[Provided records]
○ ○ ○
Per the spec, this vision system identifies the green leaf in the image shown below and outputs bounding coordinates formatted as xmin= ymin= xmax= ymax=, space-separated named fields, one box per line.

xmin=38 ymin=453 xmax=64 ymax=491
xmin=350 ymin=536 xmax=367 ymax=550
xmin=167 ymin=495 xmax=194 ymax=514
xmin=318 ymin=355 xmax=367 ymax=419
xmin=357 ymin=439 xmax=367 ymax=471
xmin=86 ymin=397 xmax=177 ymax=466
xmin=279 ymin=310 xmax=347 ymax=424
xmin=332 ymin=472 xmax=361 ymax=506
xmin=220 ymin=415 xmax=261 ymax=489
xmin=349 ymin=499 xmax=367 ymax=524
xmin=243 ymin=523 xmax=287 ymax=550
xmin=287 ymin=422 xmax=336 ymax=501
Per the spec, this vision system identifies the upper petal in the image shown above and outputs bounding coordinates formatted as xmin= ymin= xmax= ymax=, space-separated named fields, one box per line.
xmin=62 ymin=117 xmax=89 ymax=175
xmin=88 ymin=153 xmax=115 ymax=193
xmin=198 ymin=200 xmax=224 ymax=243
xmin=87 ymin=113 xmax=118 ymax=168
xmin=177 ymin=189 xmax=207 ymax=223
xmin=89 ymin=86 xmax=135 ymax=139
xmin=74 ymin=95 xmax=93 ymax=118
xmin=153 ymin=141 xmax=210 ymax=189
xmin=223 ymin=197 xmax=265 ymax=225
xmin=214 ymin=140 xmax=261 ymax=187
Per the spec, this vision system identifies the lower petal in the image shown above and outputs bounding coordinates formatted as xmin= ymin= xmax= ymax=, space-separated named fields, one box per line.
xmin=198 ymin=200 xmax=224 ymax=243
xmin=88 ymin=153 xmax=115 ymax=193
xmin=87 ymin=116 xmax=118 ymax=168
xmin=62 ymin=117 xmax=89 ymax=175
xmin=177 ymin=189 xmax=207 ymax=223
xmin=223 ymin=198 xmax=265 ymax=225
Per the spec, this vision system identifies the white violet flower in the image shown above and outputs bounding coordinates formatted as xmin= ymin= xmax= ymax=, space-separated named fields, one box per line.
○ ○ ○
[Written task] Copy the entire listing above word for word, line by line.

[Complete response]
Per the spec, this vision system identifies the green leaf in the image shown below and outputs bounding coordinates formatted as xmin= ymin= xmax= ymax=, space-separated named fields, one box per line.

xmin=38 ymin=453 xmax=64 ymax=491
xmin=350 ymin=536 xmax=367 ymax=550
xmin=167 ymin=495 xmax=194 ymax=514
xmin=318 ymin=355 xmax=367 ymax=419
xmin=357 ymin=439 xmax=367 ymax=471
xmin=86 ymin=397 xmax=177 ymax=466
xmin=279 ymin=310 xmax=347 ymax=424
xmin=332 ymin=472 xmax=361 ymax=506
xmin=220 ymin=415 xmax=261 ymax=489
xmin=349 ymin=499 xmax=367 ymax=524
xmin=243 ymin=523 xmax=287 ymax=550
xmin=287 ymin=422 xmax=336 ymax=501
Per the spec, this vision system identifies the upper petal in the image shown above and outputs bounding coordinates formatted as xmin= ymin= xmax= ymax=, space-separated named fields, one box per line.
xmin=62 ymin=117 xmax=89 ymax=175
xmin=88 ymin=153 xmax=115 ymax=193
xmin=198 ymin=200 xmax=224 ymax=243
xmin=87 ymin=113 xmax=118 ymax=168
xmin=177 ymin=189 xmax=207 ymax=223
xmin=89 ymin=86 xmax=135 ymax=139
xmin=74 ymin=95 xmax=93 ymax=118
xmin=153 ymin=141 xmax=210 ymax=189
xmin=223 ymin=197 xmax=265 ymax=225
xmin=214 ymin=140 xmax=261 ymax=187
Per the spec, this vision system identifies the lower petal in the image shown above and outputs bounding coordinates formatted as xmin= ymin= xmax= ymax=, space-separated named fields, one box per line.
xmin=198 ymin=200 xmax=224 ymax=243
xmin=88 ymin=153 xmax=115 ymax=193
xmin=87 ymin=116 xmax=118 ymax=168
xmin=62 ymin=117 xmax=89 ymax=175
xmin=177 ymin=189 xmax=207 ymax=223
xmin=223 ymin=198 xmax=265 ymax=225
Per the spec, this vision system identifies the white violet flower in the image shown above and outputs bounding coordinates formatted as xmin= ymin= xmax= ymax=, space-separated named fields, one box per line.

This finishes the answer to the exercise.